**Selected text:**
#####

With regard to complementarity, it is important for some diagnostic applications to determine whether the hybridization represents complete or partial complementarity. For example, where it is desired to detect simply the presence or absence of pathogen DNA or RNA (such as from a virus, bacterium, fungi, mycoplasma, protozoan) it is only important that the hybridization method ensures hybridization when the relevant sequence is present; conditions can be selected where both partially complementary probes and completely complementary probes will hybridize. Other diagnostic applications, however, may require that the hybridization method distinguish between partial and complete complementarity. It may be of interest to detect genetic polymorphisms. For example, human hemoglobin is composed, in part, of four polypeptide chains. Two of these chains are identical chains of 141 amino acids (alpha chains) and two of these chains are identical chains of 146 amino acids (beta chains). The gene encoding the beta chain is known to exhibit polymorphism. The normal allele encodes a beta chain having glutamic acid at the sixth position. The mutant allele encodes a beta chain having valine at the sixth position. This difference in amino acids has a profound (most profound when the individual is homozygous for the mutant allele) physiological impact known clinically as sickle cell anemia. It is well known that the genetic basis of the amino acid change involves a single base difference between the normal allele DNA sequence and the mutant allele DNA sequence.

Unless combined with other techniques (such as restriction enzyme analysis), methods that allow for the same level of hybridization in the case of both partial as well as complete complementarity are typically unsuited for such applications; the probe will hybridize to both the normal and variant target sequence. Hybridization, regardless of the method used, requires some degree of complementarity between the sequence being assayed (the target sequence) and the fragment of DNA used to perform the test (the probe). (Of course, one can obtain binding without any complementarity but this binding is nonspecific and to be avoided.)

The complement of a nucleic acid sequence as used herein refers to an oligonucleotide which, when aligned with the nucleic acid sequence such that the 5' end of one sequence is paired with the 3' end of the other, is in "antiparallel association." Certain bases not commonly found in natural nucleic acids may be included in the nucleic acids of the present invention and include, for example, inosine and 7-deazaguanine complementarity need not be perfect; stable duplexes may contain mismatched base pairs or unmatched bases. Those skilled in the art of nucleic acid technology can determine duplex stability empirically considering a number of variables including, for example, the length of the oligonucleotide, base composition and sequence of the oligonucleotide, ionic strength and incidence of mismatched base pairs.

#####

Image point grounding records:
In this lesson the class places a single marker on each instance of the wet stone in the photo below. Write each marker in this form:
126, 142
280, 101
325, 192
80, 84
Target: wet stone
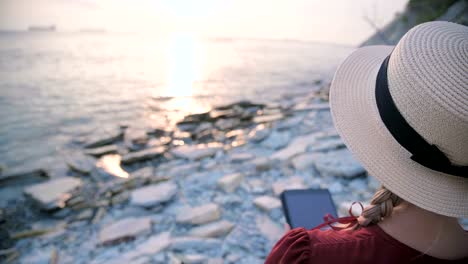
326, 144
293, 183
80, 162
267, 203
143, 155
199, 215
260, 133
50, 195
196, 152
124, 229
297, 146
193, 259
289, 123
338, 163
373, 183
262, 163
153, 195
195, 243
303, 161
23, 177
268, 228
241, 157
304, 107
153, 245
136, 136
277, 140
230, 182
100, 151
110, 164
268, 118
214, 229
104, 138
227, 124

#####

**Exercise:** Please copy the part of the passage on nucleic acid hybridization that opens with the words containing "Unless combined with" and closes with "to be avoided.)". Substitute "gel electrophoresis" for "restriction enzyme analysis".

**Answer:**
Unless combined with other techniques (such as gel electrophoresis), methods that allow for the same level of hybridization in the case of both partial as well as complete complementarity are typically unsuited for such applications; the probe will hybridize to both the normal and variant target sequence. Hybridization, regardless of the method used, requires some degree of complementarity between the sequence being assayed (the target sequence) and the fragment of DNA used to perform the test (the probe). (Of course, one can obtain binding without any complementarity but this binding is nonspecific and to be avoided.)